Page text —
##########

Business

He Saves Lives While Others Sleep

Charlie Rose, 43, is a paramedic at Grady EMS in Atlanta.

Posted Updated
He Saves Lives While Others Sleep
By
Patricia R. Olsen
, New York Times
Charlie Rose, 43, is a paramedic at Grady EMS in Atlanta.
Q: EMS stands for emergency medical service. What, exactly, is Grady EMS?

A: We’re a hospital-based 911 provider and ambulance service owned by Grady Health System. I’m part of the ambulance staff. Residents with medical emergencies in Atlanta call 911, an operator there contacts us, and we respond to the call and transport the person to the hospital.

Q: Besides treating patients, do you drive an ambulance?

A: It depends on the condition of the person we pick up. My partner, Pete Nelson, is an emergency medical technician. As a paramedic, I have a higher level of training and can administer narcotics such as pain medicine, for example. I’m also trained in cardiology.

He drives if someone is in cardiac arrest or has another life-threatening problem so that I can attend to the patient. I drive when the problem is less critical.

If it’s a really bad situation and, for example, the Fire Department is present, we can elect to have one of their members ride along and assist us while we work on the patient.

##########

(Dataset items)
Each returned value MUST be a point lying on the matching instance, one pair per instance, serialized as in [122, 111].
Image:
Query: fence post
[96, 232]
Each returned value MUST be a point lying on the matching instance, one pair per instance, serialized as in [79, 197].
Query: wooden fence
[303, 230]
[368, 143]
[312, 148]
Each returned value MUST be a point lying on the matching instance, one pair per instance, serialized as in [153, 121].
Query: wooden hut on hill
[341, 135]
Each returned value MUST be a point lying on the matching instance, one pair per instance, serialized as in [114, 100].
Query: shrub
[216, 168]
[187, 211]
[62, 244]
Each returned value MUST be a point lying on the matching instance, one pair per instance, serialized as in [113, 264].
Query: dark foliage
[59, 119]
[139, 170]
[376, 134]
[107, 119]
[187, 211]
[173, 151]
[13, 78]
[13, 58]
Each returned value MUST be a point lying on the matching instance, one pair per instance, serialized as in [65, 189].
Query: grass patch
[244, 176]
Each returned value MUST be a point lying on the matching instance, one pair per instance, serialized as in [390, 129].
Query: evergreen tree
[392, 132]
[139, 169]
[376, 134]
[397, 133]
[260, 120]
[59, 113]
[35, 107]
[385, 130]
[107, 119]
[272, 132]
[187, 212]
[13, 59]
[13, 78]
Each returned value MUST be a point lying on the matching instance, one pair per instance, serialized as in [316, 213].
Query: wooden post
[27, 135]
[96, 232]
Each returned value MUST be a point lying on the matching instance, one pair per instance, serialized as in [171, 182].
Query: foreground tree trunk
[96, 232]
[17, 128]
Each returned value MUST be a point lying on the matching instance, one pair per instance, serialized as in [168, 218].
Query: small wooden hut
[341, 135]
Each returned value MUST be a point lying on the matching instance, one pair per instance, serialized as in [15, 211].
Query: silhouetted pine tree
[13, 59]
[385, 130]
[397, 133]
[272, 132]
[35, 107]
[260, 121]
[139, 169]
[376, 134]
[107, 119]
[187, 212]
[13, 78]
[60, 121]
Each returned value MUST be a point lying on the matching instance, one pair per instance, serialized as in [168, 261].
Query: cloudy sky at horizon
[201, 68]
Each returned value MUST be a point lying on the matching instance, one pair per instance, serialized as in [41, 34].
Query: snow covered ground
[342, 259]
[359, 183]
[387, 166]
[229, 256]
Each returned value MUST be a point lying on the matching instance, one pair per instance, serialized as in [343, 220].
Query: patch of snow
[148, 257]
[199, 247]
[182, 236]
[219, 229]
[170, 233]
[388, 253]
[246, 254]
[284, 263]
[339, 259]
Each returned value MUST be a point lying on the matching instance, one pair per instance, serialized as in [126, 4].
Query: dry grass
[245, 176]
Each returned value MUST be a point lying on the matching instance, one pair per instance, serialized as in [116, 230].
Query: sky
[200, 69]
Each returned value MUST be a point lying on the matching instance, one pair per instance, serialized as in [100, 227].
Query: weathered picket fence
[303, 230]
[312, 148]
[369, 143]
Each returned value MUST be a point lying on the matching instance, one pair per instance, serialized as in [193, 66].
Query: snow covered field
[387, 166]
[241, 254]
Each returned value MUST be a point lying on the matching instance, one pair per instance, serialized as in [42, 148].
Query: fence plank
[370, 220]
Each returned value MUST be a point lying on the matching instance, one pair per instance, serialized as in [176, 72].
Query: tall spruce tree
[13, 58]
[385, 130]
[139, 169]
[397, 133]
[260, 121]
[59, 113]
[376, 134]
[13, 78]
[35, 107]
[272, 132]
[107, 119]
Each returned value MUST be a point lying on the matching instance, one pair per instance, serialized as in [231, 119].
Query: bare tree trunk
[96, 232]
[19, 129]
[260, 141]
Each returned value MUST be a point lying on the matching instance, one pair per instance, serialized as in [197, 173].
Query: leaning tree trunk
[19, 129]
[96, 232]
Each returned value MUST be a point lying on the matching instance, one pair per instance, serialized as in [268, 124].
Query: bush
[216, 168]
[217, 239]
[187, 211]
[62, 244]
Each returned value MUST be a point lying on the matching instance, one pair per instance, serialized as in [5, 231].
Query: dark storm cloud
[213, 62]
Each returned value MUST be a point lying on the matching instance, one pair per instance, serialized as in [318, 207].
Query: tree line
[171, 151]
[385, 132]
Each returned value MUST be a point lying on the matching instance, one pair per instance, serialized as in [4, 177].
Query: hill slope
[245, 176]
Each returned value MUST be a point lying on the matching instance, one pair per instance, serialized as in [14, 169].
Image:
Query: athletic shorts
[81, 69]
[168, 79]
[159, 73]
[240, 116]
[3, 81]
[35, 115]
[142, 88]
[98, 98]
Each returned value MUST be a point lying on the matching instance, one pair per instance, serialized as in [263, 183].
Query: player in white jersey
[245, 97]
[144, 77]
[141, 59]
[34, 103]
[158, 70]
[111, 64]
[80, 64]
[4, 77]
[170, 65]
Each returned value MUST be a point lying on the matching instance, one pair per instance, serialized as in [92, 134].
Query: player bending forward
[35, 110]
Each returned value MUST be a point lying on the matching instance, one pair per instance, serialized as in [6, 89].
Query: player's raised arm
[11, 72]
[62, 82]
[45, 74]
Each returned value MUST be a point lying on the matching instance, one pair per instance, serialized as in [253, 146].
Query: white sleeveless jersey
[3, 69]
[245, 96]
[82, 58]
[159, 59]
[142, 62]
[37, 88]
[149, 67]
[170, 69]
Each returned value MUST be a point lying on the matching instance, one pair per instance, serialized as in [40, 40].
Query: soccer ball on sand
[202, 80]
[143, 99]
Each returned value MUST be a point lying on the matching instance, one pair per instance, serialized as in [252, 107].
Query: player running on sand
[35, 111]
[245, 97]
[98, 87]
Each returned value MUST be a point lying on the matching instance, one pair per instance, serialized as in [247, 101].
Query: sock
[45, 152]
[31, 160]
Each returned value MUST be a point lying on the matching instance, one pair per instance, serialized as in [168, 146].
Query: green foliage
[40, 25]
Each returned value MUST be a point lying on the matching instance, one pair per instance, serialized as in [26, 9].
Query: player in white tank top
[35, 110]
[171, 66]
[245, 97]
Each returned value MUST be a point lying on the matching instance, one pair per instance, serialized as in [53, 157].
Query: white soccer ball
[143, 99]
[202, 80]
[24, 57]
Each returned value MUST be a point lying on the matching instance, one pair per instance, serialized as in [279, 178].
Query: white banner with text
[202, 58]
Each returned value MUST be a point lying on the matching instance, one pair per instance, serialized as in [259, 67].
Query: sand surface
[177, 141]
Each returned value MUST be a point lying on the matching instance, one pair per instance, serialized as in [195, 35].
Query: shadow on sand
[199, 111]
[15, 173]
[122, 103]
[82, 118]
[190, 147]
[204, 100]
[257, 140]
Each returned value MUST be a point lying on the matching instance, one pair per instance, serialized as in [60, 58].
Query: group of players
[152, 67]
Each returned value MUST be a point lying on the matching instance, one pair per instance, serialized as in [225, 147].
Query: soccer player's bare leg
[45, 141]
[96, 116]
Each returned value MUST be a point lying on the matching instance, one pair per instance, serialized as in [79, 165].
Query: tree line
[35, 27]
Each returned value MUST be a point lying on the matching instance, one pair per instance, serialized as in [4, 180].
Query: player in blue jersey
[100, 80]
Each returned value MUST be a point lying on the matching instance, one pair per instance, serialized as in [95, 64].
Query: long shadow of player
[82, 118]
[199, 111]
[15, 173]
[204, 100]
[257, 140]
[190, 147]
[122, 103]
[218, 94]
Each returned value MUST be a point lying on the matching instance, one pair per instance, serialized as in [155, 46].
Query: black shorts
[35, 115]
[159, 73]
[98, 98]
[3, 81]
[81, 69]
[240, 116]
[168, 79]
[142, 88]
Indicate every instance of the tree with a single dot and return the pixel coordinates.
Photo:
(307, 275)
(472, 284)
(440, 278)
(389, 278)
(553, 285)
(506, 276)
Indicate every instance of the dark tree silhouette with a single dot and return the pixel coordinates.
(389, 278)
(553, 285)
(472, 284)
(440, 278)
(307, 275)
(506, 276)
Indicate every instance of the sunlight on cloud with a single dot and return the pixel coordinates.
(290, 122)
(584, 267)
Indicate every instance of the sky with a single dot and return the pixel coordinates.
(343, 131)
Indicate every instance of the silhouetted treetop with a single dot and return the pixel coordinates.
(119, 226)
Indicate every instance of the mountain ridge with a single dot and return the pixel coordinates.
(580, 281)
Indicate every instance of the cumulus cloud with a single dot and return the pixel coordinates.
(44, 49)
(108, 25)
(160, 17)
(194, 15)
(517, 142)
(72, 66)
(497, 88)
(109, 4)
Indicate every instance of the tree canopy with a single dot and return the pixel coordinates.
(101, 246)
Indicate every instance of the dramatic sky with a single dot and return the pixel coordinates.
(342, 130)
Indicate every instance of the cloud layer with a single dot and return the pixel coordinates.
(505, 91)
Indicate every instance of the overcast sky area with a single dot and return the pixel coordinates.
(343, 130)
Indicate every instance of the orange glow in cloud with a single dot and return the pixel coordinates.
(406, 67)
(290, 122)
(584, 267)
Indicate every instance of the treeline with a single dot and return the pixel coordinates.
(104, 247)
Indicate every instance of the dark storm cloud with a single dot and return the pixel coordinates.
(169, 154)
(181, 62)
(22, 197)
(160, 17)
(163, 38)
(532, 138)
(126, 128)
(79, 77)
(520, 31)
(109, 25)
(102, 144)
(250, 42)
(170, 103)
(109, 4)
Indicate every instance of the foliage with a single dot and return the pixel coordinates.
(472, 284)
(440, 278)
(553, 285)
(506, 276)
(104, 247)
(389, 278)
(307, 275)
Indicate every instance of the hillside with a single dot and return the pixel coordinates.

##########

Work request 1 — In the interview with the Grady EMS paramedic, who drives the ambulance when a patient is in cardiac arrest?
Work request 2 — Write the next part of the interview with the Grady EMS paramedic, starting after its final paragraph.

Response area 1 — His partner, Pete Nelson, an emergency medical technician.

Response area 2 —
Q: When do you work?

A: Three days a week, Wednesday, Thursday and Friday, from 2:30 p.m. to 3 a.m.

Q: What’s it like working a night shift?

A: We get the most stabbings, shootings and drug overdoses on this shift. I like the adrenaline rush. I’ve probably seen more things in four years than most paramedics have seen in 10.

We learned in training that if we’re dispatched to a location where a violent crime has occurred, we should park a few blocks away and wait for law enforcement to secure the scene. I rarely do that, but I use common sense.

If I hear shots, I wait. However, the shooter has probably bolted right away, and if someone is shot in the chest and bleeding, waiting five minutes for the police could be the difference between life and death. The quicker I get the person to a surgeon, the greater the chance they’ll survive.

Q: Have you always worked in this field?

A: No, I was a tattoo artist, and before that I had various jobs like waiting tables and repossessing cars. I blame wanting to be a paramedic on William Shatner. When I was a teen I watched “Rescue 911,” which he hosted, and saw paramedics saving lives on some episodes.

About five years ago, I went to Metropolitan Community College in Omaha and got certified as an emergency medical technician. I worked as an EMT in Omaha while I went back to college for a certificate in para-medicine, and then got the job at Grady and moved here.

Q: What job experience has really stuck with you?

A: We were en route to a skate park to help a teenager who had a seizure when a 911 operator alerted us that his condition had changed to cardiac arrest. A bystander was performing CPR when we pulled up.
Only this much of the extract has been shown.